Find the line with "the camouflage uniform" in the data below. Repeat it and every line after it exactly, but not the pictures.

Data items:
+-------+
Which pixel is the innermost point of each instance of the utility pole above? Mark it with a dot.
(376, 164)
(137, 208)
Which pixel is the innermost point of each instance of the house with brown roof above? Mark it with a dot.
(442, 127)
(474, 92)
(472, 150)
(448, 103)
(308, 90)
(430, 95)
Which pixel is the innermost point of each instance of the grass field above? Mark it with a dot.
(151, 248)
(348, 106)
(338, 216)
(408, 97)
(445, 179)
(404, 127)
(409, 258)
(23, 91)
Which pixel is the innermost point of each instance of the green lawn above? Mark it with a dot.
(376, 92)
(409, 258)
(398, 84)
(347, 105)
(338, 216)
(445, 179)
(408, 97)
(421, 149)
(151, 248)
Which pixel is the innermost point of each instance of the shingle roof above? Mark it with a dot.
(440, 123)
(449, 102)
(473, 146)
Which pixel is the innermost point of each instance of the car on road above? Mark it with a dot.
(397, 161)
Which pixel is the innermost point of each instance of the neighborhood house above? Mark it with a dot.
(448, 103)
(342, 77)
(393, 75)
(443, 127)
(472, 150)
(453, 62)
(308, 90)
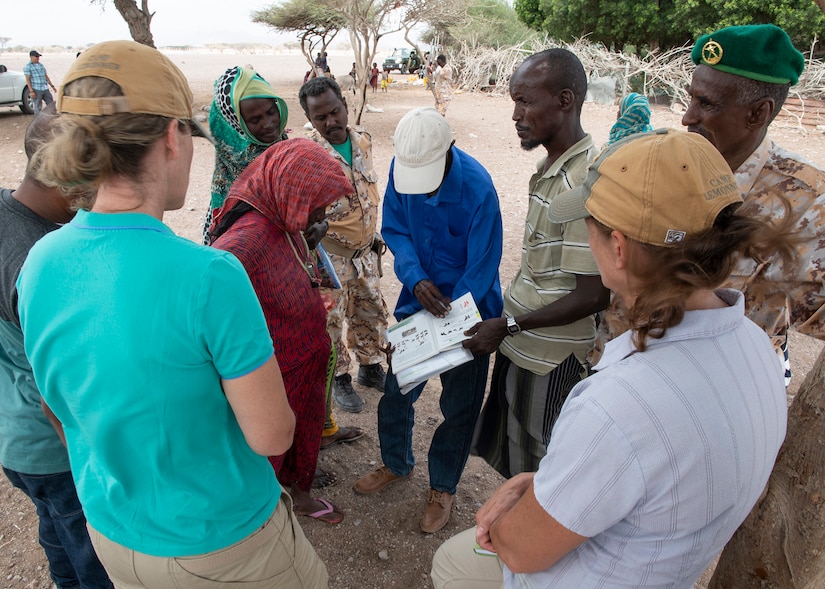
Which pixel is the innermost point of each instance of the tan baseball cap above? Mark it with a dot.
(658, 188)
(151, 83)
(422, 140)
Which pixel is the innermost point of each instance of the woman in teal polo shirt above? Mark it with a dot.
(152, 352)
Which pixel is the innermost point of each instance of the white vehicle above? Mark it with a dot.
(13, 90)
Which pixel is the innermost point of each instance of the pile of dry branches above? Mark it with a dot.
(658, 75)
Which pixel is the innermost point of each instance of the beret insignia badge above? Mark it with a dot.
(712, 52)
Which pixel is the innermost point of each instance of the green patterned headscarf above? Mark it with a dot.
(235, 146)
(634, 117)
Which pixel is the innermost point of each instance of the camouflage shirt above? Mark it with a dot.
(353, 219)
(780, 295)
(776, 296)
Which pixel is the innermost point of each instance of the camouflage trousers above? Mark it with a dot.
(361, 304)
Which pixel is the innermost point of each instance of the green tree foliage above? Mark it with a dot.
(802, 19)
(666, 23)
(488, 23)
(314, 23)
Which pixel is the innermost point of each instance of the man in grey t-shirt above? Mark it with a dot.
(32, 455)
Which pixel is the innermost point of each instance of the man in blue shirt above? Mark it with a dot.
(38, 81)
(443, 224)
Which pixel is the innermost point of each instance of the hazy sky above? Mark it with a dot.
(176, 22)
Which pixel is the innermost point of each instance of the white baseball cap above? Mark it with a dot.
(422, 140)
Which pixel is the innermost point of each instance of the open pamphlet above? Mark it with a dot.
(426, 345)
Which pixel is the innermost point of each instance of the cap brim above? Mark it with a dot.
(420, 179)
(569, 206)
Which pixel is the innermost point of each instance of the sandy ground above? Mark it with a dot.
(379, 544)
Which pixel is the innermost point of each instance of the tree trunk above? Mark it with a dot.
(781, 544)
(138, 19)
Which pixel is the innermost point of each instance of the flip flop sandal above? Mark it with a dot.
(344, 435)
(321, 514)
(324, 478)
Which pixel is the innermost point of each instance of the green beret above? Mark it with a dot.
(759, 52)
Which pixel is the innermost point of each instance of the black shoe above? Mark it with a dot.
(373, 376)
(345, 396)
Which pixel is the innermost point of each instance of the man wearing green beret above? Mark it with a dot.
(741, 81)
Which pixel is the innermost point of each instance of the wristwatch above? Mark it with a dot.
(512, 326)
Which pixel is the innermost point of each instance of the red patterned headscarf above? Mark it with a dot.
(287, 182)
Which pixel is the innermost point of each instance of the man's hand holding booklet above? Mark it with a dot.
(425, 345)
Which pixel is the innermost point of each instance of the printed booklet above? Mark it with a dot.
(426, 345)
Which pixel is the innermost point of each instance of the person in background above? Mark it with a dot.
(633, 117)
(658, 457)
(443, 81)
(351, 244)
(549, 324)
(374, 73)
(281, 194)
(33, 457)
(246, 117)
(742, 78)
(443, 224)
(171, 471)
(38, 81)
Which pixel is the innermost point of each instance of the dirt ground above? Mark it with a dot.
(379, 544)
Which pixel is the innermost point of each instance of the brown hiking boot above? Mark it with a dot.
(437, 513)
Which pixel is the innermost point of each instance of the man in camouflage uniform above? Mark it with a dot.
(350, 243)
(742, 78)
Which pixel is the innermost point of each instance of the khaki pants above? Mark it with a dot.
(457, 566)
(276, 555)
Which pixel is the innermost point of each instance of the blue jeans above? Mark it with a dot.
(41, 96)
(461, 398)
(62, 534)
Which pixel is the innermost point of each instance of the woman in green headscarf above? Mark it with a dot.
(246, 117)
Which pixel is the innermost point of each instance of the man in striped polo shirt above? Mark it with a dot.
(549, 308)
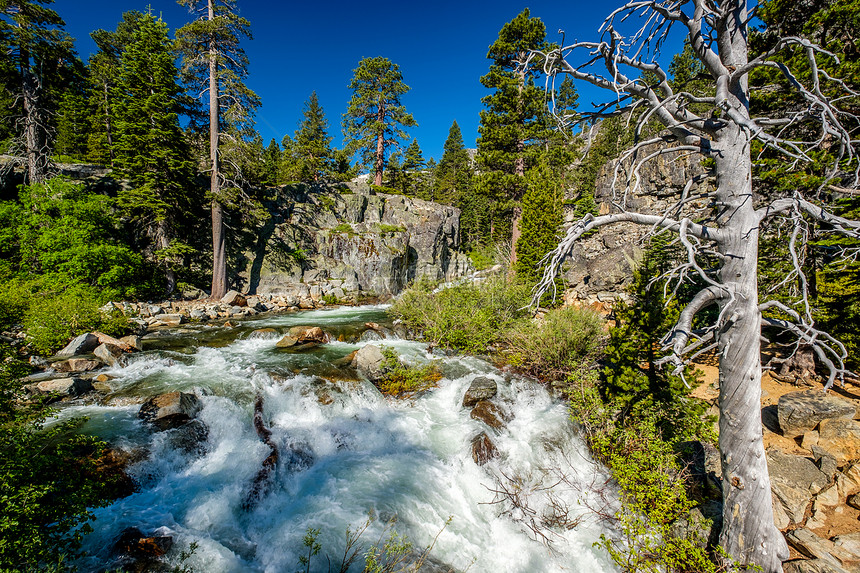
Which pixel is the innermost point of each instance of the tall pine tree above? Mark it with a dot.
(311, 151)
(514, 126)
(151, 150)
(374, 121)
(33, 38)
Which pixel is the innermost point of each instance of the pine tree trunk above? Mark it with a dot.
(748, 534)
(33, 144)
(380, 150)
(219, 251)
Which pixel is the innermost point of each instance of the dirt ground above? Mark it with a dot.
(841, 519)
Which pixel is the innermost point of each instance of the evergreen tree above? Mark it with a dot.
(374, 121)
(73, 124)
(541, 219)
(33, 38)
(271, 163)
(213, 57)
(514, 125)
(454, 171)
(311, 150)
(103, 72)
(413, 167)
(151, 150)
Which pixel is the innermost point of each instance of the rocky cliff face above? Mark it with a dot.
(342, 241)
(601, 265)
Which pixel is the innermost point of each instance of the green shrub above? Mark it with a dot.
(567, 339)
(344, 228)
(399, 379)
(467, 317)
(651, 483)
(48, 480)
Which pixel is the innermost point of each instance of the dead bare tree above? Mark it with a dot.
(729, 232)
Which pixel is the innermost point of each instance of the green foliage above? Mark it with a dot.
(566, 340)
(631, 375)
(310, 156)
(374, 120)
(651, 483)
(399, 379)
(48, 480)
(467, 317)
(541, 218)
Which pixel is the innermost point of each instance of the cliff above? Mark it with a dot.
(345, 240)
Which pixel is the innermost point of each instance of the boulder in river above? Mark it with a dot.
(234, 298)
(76, 365)
(481, 388)
(802, 411)
(110, 354)
(368, 360)
(483, 449)
(487, 412)
(82, 344)
(170, 410)
(60, 387)
(305, 334)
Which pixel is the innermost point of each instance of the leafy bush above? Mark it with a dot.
(399, 379)
(567, 339)
(48, 480)
(651, 483)
(55, 318)
(467, 317)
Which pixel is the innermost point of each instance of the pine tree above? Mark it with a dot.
(514, 126)
(541, 219)
(374, 121)
(311, 150)
(271, 163)
(103, 72)
(151, 150)
(213, 57)
(32, 37)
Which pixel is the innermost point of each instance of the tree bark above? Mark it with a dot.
(748, 534)
(219, 251)
(33, 137)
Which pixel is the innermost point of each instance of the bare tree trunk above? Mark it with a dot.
(380, 150)
(748, 534)
(219, 251)
(33, 138)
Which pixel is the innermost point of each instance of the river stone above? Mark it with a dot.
(483, 449)
(802, 411)
(76, 365)
(794, 480)
(82, 344)
(368, 360)
(133, 543)
(481, 389)
(840, 438)
(811, 566)
(170, 410)
(171, 320)
(134, 341)
(110, 354)
(262, 333)
(305, 334)
(61, 387)
(487, 412)
(234, 298)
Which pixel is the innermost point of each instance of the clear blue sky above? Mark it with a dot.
(298, 47)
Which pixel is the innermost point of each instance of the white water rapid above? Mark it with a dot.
(355, 455)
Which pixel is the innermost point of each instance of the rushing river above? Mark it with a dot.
(346, 452)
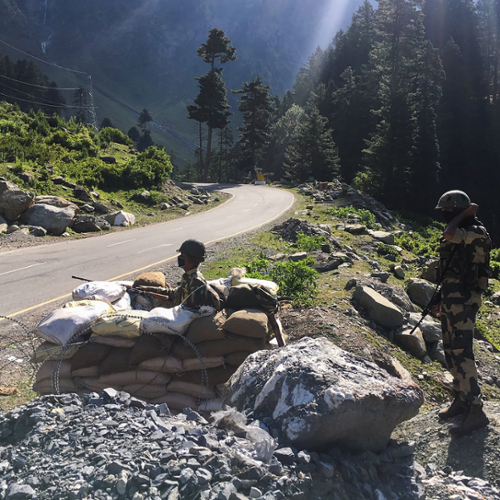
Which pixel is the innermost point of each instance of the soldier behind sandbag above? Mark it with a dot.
(464, 269)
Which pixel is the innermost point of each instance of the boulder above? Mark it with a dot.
(55, 201)
(314, 395)
(413, 343)
(431, 330)
(420, 291)
(13, 200)
(380, 310)
(54, 220)
(89, 224)
(383, 236)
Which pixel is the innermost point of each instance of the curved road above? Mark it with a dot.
(36, 276)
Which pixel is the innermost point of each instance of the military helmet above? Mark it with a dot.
(453, 199)
(193, 247)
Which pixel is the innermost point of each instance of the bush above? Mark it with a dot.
(365, 216)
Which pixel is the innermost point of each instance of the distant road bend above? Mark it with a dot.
(33, 277)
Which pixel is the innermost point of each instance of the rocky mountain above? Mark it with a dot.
(143, 54)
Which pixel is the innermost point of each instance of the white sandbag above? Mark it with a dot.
(64, 325)
(124, 303)
(193, 364)
(174, 320)
(135, 377)
(177, 401)
(110, 291)
(195, 390)
(167, 364)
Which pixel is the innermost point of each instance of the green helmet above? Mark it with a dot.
(453, 199)
(193, 247)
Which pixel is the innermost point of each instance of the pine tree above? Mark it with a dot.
(211, 105)
(256, 107)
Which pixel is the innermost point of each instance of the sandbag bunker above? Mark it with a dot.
(178, 356)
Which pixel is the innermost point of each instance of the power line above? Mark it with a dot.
(41, 60)
(45, 104)
(38, 86)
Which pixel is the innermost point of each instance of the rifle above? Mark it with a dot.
(132, 289)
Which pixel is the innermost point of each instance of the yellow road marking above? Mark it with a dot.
(154, 263)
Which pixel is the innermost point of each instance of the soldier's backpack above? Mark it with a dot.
(248, 296)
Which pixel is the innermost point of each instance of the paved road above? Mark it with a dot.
(32, 277)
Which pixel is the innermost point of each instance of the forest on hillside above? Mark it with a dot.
(404, 104)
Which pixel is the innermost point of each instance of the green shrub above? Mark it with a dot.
(365, 216)
(309, 243)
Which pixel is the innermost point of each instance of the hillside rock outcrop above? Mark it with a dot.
(314, 395)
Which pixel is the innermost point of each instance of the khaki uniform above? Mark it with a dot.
(194, 292)
(464, 282)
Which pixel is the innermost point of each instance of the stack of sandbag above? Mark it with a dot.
(175, 356)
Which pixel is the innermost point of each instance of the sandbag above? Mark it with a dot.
(174, 320)
(236, 358)
(206, 328)
(125, 324)
(65, 385)
(195, 390)
(196, 364)
(216, 376)
(118, 360)
(49, 367)
(135, 377)
(167, 364)
(64, 325)
(150, 279)
(89, 355)
(148, 347)
(109, 291)
(47, 351)
(90, 371)
(248, 322)
(231, 343)
(177, 401)
(114, 341)
(146, 392)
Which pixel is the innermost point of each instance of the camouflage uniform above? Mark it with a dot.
(464, 281)
(194, 292)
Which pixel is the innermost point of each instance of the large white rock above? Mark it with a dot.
(383, 312)
(314, 395)
(54, 220)
(13, 200)
(420, 291)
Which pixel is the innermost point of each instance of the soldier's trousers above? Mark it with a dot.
(457, 322)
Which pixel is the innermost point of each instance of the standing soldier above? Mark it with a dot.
(464, 269)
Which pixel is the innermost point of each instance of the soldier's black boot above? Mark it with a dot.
(475, 418)
(458, 407)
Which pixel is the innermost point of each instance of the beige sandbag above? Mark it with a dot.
(49, 367)
(125, 324)
(195, 363)
(195, 390)
(90, 371)
(65, 385)
(167, 364)
(177, 401)
(135, 377)
(114, 341)
(216, 404)
(93, 384)
(150, 279)
(248, 322)
(145, 391)
(215, 376)
(236, 358)
(211, 348)
(47, 351)
(206, 328)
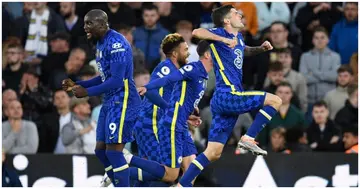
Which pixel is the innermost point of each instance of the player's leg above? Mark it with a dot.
(221, 128)
(271, 105)
(100, 149)
(119, 130)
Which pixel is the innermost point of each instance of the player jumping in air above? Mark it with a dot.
(121, 101)
(230, 99)
(146, 127)
(190, 83)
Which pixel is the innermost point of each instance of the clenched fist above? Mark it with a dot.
(68, 84)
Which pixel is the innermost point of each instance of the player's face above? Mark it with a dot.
(183, 53)
(276, 77)
(66, 9)
(344, 78)
(150, 17)
(14, 110)
(61, 100)
(277, 141)
(284, 93)
(351, 11)
(235, 19)
(278, 34)
(320, 40)
(320, 114)
(92, 28)
(285, 59)
(349, 140)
+-------+
» YOUR SOLUTION
Which pixel is the innermost point of each instance of the camouflage uniform above? Mark it with a dot.
(464, 281)
(194, 292)
Which pixel is the innermost point of each instance of the large white rock above? Mark it with a dot.
(383, 312)
(314, 395)
(54, 220)
(13, 200)
(420, 291)
Which pixel is the innermost point of each instance of the soldier's trousers above? Mark it with a dot.
(457, 322)
Which pixel is the innermost point of each instance of the standing soldier above? Mark it with a dot.
(464, 269)
Which pixel is the innermost point of each instance of the soldier's black boot above? Mark it with a dot.
(475, 418)
(458, 407)
Which pixel is the innermost point of each instance of the beige sandbag above? Mark it with a dot.
(49, 367)
(125, 324)
(195, 363)
(195, 390)
(90, 371)
(65, 385)
(167, 364)
(177, 401)
(135, 377)
(114, 341)
(216, 404)
(93, 384)
(150, 279)
(248, 322)
(145, 391)
(215, 376)
(236, 358)
(211, 348)
(47, 351)
(206, 328)
Which pixel is the innermost point of each instance of the player's leg above? Mark it with a dot.
(221, 128)
(271, 105)
(100, 149)
(119, 130)
Which pixel is the innermost point of each instance of the player jumping in air above? Mark it with a dot.
(121, 101)
(230, 99)
(146, 127)
(190, 83)
Which pixel is the innermost point of each instance of the clenched fist above? Mark it with a dot.
(68, 84)
Which pixel is the innermost point of each instance of the player's face above? Mark it with a dot.
(183, 53)
(276, 77)
(66, 9)
(344, 78)
(150, 17)
(14, 110)
(61, 100)
(277, 141)
(284, 93)
(351, 11)
(235, 19)
(278, 34)
(320, 40)
(320, 114)
(92, 28)
(285, 59)
(349, 140)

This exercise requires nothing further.